▶ [List of tasks]:
A. In the advice column on using poetry in political science research, who translated The Game in Reverse from Bengali to English?
B. Write the next part of the advice column on using poetry in political science research, picking up after its final line.

+++ Text excerpt

I am a Ph.D. student in a political science program, and I’ve been getting more and more annoyed. Most of the major voices in the field want to pin human behavior down to a series of standardized, quantifiable measures. Not only is this approach terribly boring to read, but it totally ignores the complexity of the individual or society. Is there any way I can use poetry in my work in order to fight these trends?
— P.N., Madison, Wisconsin
There is definitely a way to fight those trends with poetry, P.N., and when you publish your compelling dissertation, I want to read it. The first thing you need to do is discover a poet from the area or areas of the world you research, particularly one who is not endorsed by the state, and do some good old-fashioned literary analysis.
For example, if you are focused on, say, Bangladesh, you might want to study Taslima Nasrin’s book of poetry The Game in Reverse. Nasrin, a doctor, writer, and advocate for human rights, was forced into exile in 1990 after her newspaper articles and poems on women’s rights inspired several protests (many fundamentalist groups have issued fatwas on her head). She has never been allowed to return to her country, even to attend her mother’s funeral or care for her ailing father. The Game in Reverse suffers some inadequacies due to the translation from Bengali to English (though the translator, Carolyn Wright, deserves much acclaim), but the complexities of the individual and society are captured especially well in “Self Portrait”:
I wish I could walk all through the city
in the middle of the night,
sitting down anywhere alone to cry.

++++++
+++ Stored data

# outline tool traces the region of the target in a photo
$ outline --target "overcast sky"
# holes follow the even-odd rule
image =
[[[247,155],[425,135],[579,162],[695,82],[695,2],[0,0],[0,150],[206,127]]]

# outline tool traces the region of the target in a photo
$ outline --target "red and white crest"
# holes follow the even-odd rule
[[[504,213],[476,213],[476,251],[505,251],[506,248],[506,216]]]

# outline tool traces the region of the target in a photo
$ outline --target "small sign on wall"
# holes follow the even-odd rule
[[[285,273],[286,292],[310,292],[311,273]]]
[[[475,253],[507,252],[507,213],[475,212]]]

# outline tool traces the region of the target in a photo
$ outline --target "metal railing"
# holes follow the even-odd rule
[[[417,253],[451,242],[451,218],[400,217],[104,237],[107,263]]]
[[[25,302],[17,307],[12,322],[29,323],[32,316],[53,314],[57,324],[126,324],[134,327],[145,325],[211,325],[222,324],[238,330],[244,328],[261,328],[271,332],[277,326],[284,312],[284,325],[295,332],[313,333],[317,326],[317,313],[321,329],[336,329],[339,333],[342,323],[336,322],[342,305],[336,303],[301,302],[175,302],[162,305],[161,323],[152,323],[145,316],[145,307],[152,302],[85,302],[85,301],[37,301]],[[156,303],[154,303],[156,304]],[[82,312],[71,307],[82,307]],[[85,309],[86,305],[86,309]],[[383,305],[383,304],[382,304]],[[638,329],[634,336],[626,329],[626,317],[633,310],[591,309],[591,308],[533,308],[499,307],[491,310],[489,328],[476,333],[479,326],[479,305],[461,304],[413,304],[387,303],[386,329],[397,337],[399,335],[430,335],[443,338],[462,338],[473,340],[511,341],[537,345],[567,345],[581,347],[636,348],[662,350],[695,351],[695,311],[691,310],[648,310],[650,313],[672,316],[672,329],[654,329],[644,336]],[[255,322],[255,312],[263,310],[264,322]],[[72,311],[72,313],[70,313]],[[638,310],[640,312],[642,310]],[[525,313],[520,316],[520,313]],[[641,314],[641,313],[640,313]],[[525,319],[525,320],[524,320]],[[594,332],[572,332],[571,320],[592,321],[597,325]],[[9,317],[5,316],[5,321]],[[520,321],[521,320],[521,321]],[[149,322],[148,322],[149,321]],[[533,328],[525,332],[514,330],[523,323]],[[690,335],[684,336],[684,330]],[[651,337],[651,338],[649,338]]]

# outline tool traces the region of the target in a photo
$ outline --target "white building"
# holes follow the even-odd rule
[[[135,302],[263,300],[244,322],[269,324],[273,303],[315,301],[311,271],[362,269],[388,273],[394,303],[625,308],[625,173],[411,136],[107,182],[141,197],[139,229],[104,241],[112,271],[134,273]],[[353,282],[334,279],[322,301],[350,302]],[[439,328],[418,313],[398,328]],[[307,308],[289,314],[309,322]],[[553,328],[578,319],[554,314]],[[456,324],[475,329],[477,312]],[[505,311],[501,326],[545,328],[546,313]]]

++++++

▶ [Answers to the tasks]:
A. Carolyn Wright

B.
Many contemporary poets are writing about foreign places, peoples, and societies, and maybe it would be easier to locate a poem in the English tradition. I recently attended a panel discussion at a writer’s conference on using the lyric mode to capture global injustices. In order to not be completely self-serving, to not use the suffering of others completely to your advantage, most poets on the panel agreed that you must abstain from abject judgment, presenting the situation as objectively and honestly as you can. If your work focuses on Thailand, for example, you could analyze “Upriver from Hoi An” by Andrew Kaufman, who was on that panel.
One god can hear a thousand miles,
an older boy labored in English,
One god can see a thousand miles.
Together they guard the temple.
Now there were forty children,
and some adults watching, shyly. Then
Huynh Le Phuong, who was beautiful,
asked me to her home for tea,
and as we walked boys grabbed my arms,
pulled hard as they could, pulled
the hairs and laughed,
and she told me, They like you,
they never before touch American man, and tried
to smile. I walked with my hands above my head
so they could not reach them. At her home
her father placed a thermos of tea
before me and another by the photos
of her mother and brother and grandparents,
so they would not become thirsty or sick
in the next world. You like
Vietnamese girls? she wanted to know.
Do you fall for me? Will you take me
to the Himalayas? The big, big mountains? When you go
back to New York, will you remember me?
Will you write a poem for me, just for me,
and send it?
So, P.N., put your formidable researching skills to better use and research one or several poems that demonstrate individual and societal complexities. Or simply go to U.S. Poet Laureate, Kay Ryan. I know, she’s endorsed by the state, but I think her poems can help your work — they can at least offer a refreshing alternative to those dry academic papers you’re reading, especially “The Fabric of Life,” which realizes that nothing we have learned can, as you say, “pin human behavior down:”
It is very stretchy.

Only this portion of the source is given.